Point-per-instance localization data
┏━━

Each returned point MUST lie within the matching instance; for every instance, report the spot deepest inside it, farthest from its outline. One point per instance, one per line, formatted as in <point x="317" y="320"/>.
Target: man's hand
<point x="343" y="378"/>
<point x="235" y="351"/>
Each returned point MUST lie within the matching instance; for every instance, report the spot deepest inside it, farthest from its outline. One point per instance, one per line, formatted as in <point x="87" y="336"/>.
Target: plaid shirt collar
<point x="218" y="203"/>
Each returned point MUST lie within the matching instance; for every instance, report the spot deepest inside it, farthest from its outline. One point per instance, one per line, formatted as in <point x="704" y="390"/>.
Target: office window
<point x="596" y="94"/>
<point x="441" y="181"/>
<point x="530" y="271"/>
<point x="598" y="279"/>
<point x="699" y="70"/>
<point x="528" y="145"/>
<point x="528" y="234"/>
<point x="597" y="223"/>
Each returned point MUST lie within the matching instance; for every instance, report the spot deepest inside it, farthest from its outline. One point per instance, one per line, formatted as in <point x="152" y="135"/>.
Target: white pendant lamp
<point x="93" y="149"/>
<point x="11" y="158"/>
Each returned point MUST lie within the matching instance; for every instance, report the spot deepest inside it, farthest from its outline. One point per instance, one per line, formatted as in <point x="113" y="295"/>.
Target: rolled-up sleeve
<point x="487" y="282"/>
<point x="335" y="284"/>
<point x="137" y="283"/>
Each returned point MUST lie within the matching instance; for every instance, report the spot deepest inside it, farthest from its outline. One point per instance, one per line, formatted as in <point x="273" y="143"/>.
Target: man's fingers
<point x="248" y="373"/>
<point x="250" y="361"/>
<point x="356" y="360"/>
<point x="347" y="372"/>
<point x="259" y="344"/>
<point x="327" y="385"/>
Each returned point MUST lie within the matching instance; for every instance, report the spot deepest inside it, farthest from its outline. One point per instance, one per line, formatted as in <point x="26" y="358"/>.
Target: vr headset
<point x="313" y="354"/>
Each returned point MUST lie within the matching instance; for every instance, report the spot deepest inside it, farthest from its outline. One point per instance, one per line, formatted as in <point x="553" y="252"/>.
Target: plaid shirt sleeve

┗━━

What you are asked to do ->
The answer must be the line containing "Target: vr headset" and every line after it to the end of the data, each set down exactly.

Response ->
Target: vr headset
<point x="313" y="354"/>
Each returned point MUST lie within the matching instance; for every instance, report the spot deepest inside it, farthest from its outline. One point per instance, one per line, formatted as in <point x="553" y="252"/>.
Target: plaid shirt sleeve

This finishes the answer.